Where the records below show a line containing "0H0V78L338 62ZM158 56L164", start copying; end with the line containing "box: [198, 193, 324, 215]", and copy it too.

═══ RECORDS PROVIDED

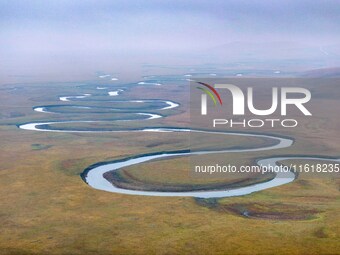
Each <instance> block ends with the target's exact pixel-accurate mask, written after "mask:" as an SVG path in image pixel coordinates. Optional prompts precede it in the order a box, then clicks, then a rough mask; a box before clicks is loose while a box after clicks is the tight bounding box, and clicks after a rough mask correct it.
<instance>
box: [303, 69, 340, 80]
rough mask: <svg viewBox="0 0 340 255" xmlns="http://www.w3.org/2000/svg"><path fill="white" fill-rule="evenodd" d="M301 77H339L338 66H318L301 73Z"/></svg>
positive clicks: (339, 73)
mask: <svg viewBox="0 0 340 255" xmlns="http://www.w3.org/2000/svg"><path fill="white" fill-rule="evenodd" d="M301 76H302V77H317V78H321V77H324V78H326V77H327V78H330V77H340V67H332V68H320V69H314V70H309V71H306V72H304V73H302V74H301Z"/></svg>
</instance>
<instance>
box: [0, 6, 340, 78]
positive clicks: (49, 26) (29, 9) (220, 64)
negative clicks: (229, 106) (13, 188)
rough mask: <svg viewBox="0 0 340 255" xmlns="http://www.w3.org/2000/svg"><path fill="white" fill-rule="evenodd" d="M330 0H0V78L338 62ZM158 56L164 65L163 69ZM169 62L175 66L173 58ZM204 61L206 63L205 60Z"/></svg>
mask: <svg viewBox="0 0 340 255" xmlns="http://www.w3.org/2000/svg"><path fill="white" fill-rule="evenodd" d="M337 7H338V4H337V2H336V1H327V2H325V1H284V2H277V1H236V0H232V1H214V2H211V1H185V2H184V1H155V0H152V1H147V2H145V1H100V2H98V1H72V2H69V1H4V0H2V1H0V55H1V59H2V60H1V63H0V79H1V83H9V82H10V83H15V82H38V81H75V80H77V81H78V80H86V79H91V78H93V75H94V74H95V72H97V71H104V72H111V73H112V72H114V73H119V74H120V75H121V77H124V78H125V79H138V77H140V76H141V75H142V74H145V73H147V72H148V71H150V72H151V71H152V70H150V67H148V65H156V66H157V65H159V66H163V68H159V69H157V70H156V71H158V72H160V73H173V72H176V71H178V69H180V70H181V71H182V72H183V71H190V70H193V71H195V70H196V69H199V70H202V69H204V68H206V69H209V68H210V69H214V68H215V69H216V70H222V71H223V70H229V69H234V70H243V69H273V70H277V69H278V70H283V71H293V70H294V71H306V70H309V69H319V68H330V67H337V66H340V63H339V62H340V60H339V59H340V58H339V54H340V50H339V48H340V47H339V45H340V37H339V33H337V32H336V31H337V25H338V24H339V23H340V20H339V19H340V18H339V17H340V15H339V8H337ZM164 65H165V66H167V67H169V66H170V67H172V68H168V69H166V70H165V68H164ZM174 67H177V69H176V68H174ZM212 67H213V68H212Z"/></svg>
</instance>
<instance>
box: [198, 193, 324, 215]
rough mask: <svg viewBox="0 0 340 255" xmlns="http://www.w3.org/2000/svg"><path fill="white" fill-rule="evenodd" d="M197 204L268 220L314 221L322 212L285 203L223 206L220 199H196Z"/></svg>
mask: <svg viewBox="0 0 340 255" xmlns="http://www.w3.org/2000/svg"><path fill="white" fill-rule="evenodd" d="M195 202H196V203H197V204H198V205H200V206H204V207H207V208H209V209H212V210H215V211H218V212H222V213H232V214H235V215H239V216H243V217H246V218H253V219H267V220H312V219H316V218H317V214H318V213H320V211H318V210H316V209H311V208H307V207H303V206H299V205H293V204H285V203H258V202H254V203H231V204H221V203H219V201H218V199H202V198H196V199H195Z"/></svg>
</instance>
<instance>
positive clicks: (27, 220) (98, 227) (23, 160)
mask: <svg viewBox="0 0 340 255" xmlns="http://www.w3.org/2000/svg"><path fill="white" fill-rule="evenodd" d="M45 87H46V86H45ZM45 87H44V88H45ZM31 89H32V91H33V92H34V93H36V94H35V95H34V96H33V94H32V93H33V92H31V93H30V94H29V93H28V92H27V91H31ZM64 90H69V92H71V93H77V92H75V89H74V88H68V87H60V86H55V87H54V86H51V87H50V89H48V90H47V89H46V90H44V91H41V89H39V88H37V87H34V86H32V87H29V88H27V91H26V93H21V94H20V93H18V94H8V93H7V92H1V93H0V97H1V114H2V116H3V118H2V120H1V123H2V125H1V126H0V141H1V145H0V150H1V153H0V162H1V165H0V195H1V205H0V208H1V210H0V223H1V231H0V254H103V255H105V254H339V250H340V244H339V243H340V242H339V240H340V228H339V224H340V216H339V210H340V196H339V182H338V181H337V180H336V179H334V180H333V179H327V178H323V179H304V178H303V177H302V176H301V177H299V179H298V180H296V181H295V182H293V183H290V184H287V185H284V186H281V187H277V188H273V189H269V190H265V191H262V192H258V193H254V194H251V195H248V196H243V197H234V198H224V199H221V200H219V201H218V204H219V205H220V206H224V208H233V207H235V205H238V206H239V207H238V208H240V206H241V207H242V206H244V207H246V208H248V207H249V208H250V209H252V210H254V211H257V213H258V214H261V213H262V215H263V214H265V213H266V212H268V211H271V209H273V210H277V211H279V212H280V211H282V212H283V213H285V212H286V213H288V212H289V213H291V212H292V210H294V211H296V214H297V215H298V214H300V213H306V211H309V210H311V211H313V213H312V214H313V215H312V216H313V217H310V218H306V219H303V220H297V219H289V218H288V219H280V218H278V219H268V218H261V217H257V218H256V217H254V218H251V217H250V218H247V217H244V216H241V215H239V214H237V213H235V211H232V210H219V209H214V208H209V207H208V206H204V205H202V204H200V203H199V202H198V201H197V200H195V199H193V198H164V197H141V196H128V195H120V194H112V193H107V192H102V191H97V190H93V189H92V188H90V187H88V186H87V185H86V184H85V183H84V182H83V181H82V180H81V178H80V176H79V174H80V173H81V172H82V171H83V170H84V169H85V168H86V167H88V166H89V165H91V164H93V163H96V162H101V161H110V160H113V159H117V158H123V157H126V156H130V155H135V154H141V153H148V152H155V151H159V150H174V149H180V148H183V146H185V145H186V144H185V143H183V142H181V141H183V139H177V140H175V141H173V139H174V137H173V136H174V134H167V133H164V134H162V135H159V134H152V133H143V134H138V135H131V134H128V133H120V134H61V133H44V132H30V131H24V130H19V129H17V128H16V127H15V126H13V125H7V124H15V123H19V122H25V121H30V120H31V119H34V120H37V119H52V118H56V119H58V118H59V119H61V117H60V116H53V117H52V116H50V115H44V114H38V113H33V112H32V111H31V107H32V106H34V105H37V104H44V103H48V102H49V103H51V101H53V100H54V101H56V98H55V97H53V96H51V95H54V94H58V93H63V94H67V92H65V93H64V92H62V91H64ZM139 90H140V91H139ZM141 90H142V89H136V90H134V91H133V92H131V93H130V95H131V96H135V97H136V96H137V95H138V94H139V95H140V92H141ZM169 90H170V89H169ZM84 93H86V92H84ZM153 93H154V94H147V95H148V96H149V97H150V98H153V97H155V96H158V97H159V95H157V93H158V94H161V93H160V92H153ZM133 94H136V95H133ZM167 94H168V95H167V96H166V97H171V94H169V91H167ZM162 95H163V97H165V94H161V96H162ZM12 98H15V100H10V99H12ZM41 100H42V101H41ZM44 100H45V101H44ZM177 100H183V101H184V99H183V98H178V99H177ZM37 101H38V102H37ZM316 101H317V102H318V103H322V104H321V105H322V106H323V107H325V108H327V109H328V113H327V114H329V115H328V116H332V114H334V115H333V116H337V115H336V112H337V109H339V108H338V106H339V103H338V101H335V100H328V101H327V100H326V101H325V100H324V99H316ZM320 111H321V110H320ZM11 112H12V113H13V112H17V113H24V114H27V116H23V117H13V118H9V117H8V116H9V114H10V113H11ZM6 116H7V117H6ZM186 116H187V112H185V111H183V109H180V110H179V114H178V115H176V116H171V117H169V118H167V119H164V120H161V124H163V125H170V124H171V125H172V126H178V125H179V126H185V124H186V122H187V119H186ZM326 117H327V116H325V118H326ZM337 121H338V120H337V119H333V120H332V122H327V121H326V122H322V120H321V119H320V120H319V121H317V122H315V123H313V124H308V123H307V124H305V123H303V125H302V126H301V128H299V129H296V130H294V133H293V131H289V132H288V131H283V133H285V134H286V135H292V136H294V137H296V138H298V139H297V140H296V142H295V143H294V145H293V146H292V147H291V148H287V149H282V150H278V151H275V154H274V155H278V154H292V155H293V154H300V153H304V154H321V155H329V156H330V155H333V156H335V155H337V154H338V152H339V144H340V143H339V137H337V136H335V134H337V132H338V130H337V129H336V127H337V126H338V122H337ZM321 124H322V125H323V126H322V127H323V128H327V132H323V131H324V130H326V129H320V128H319V127H318V126H320V125H321ZM178 135H179V136H181V135H184V136H185V134H178ZM176 137H177V134H176ZM175 139H176V138H175ZM156 141H157V142H156ZM169 141H170V142H169ZM36 144H39V148H40V149H39V150H37V149H36V148H37V145H36ZM150 144H152V146H148V145H150ZM271 154H272V152H262V153H250V154H247V155H248V156H249V158H250V159H251V158H256V157H257V156H259V155H261V156H266V155H271ZM170 162H171V160H169V162H167V164H170V165H171V163H170ZM175 162H176V160H174V162H173V163H175ZM155 165H156V166H161V165H160V162H155ZM160 170H161V169H160ZM146 171H147V169H145V170H144V172H146ZM151 173H155V170H152V172H151ZM167 176H169V175H165V177H167ZM151 177H152V176H146V177H145V178H149V179H150V178H151ZM156 177H157V178H159V181H161V180H162V178H161V177H159V176H156ZM164 181H166V180H164Z"/></svg>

══════

• **ANSWER SPACE**
rough mask: <svg viewBox="0 0 340 255" xmlns="http://www.w3.org/2000/svg"><path fill="white" fill-rule="evenodd" d="M330 0H0V78L338 62ZM158 56L164 65L163 69ZM169 62L175 66L173 58ZM204 61L206 63L205 60Z"/></svg>
mask: <svg viewBox="0 0 340 255" xmlns="http://www.w3.org/2000/svg"><path fill="white" fill-rule="evenodd" d="M337 7H338V4H337V2H336V1H327V2H325V1H284V2H277V1H236V0H232V1H214V2H211V1H185V2H184V1H155V0H152V1H147V2H145V1H100V2H98V1H72V2H69V1H4V0H2V1H0V55H1V59H2V60H1V63H0V79H1V83H9V82H10V83H15V82H38V81H75V80H77V81H78V80H86V79H91V78H93V75H94V74H95V72H97V71H104V72H111V73H112V72H114V73H119V74H120V75H121V77H124V78H125V79H138V77H140V76H141V75H142V74H145V73H147V72H148V71H150V72H151V71H152V70H150V67H148V65H156V66H157V65H159V66H163V68H159V69H157V70H156V71H158V72H160V73H173V72H176V71H178V69H180V70H181V71H182V72H183V71H190V70H193V71H195V70H196V69H199V70H202V69H204V68H206V69H209V68H210V69H214V68H215V69H216V70H222V71H223V70H229V69H234V70H243V69H273V70H277V69H278V70H283V71H293V70H294V71H306V70H309V69H319V68H330V67H337V66H340V63H339V62H340V60H339V59H340V58H339V54H340V50H339V48H340V47H339V45H340V37H339V33H337V32H336V31H337V25H338V24H339V23H340V20H339V19H340V18H339V17H340V15H339V8H337ZM164 65H165V66H167V67H169V66H170V67H172V68H168V69H166V70H165V68H164ZM174 67H177V69H176V68H174ZM212 67H213V68H212Z"/></svg>
</instance>
<instance>
box: [198, 193, 324, 215]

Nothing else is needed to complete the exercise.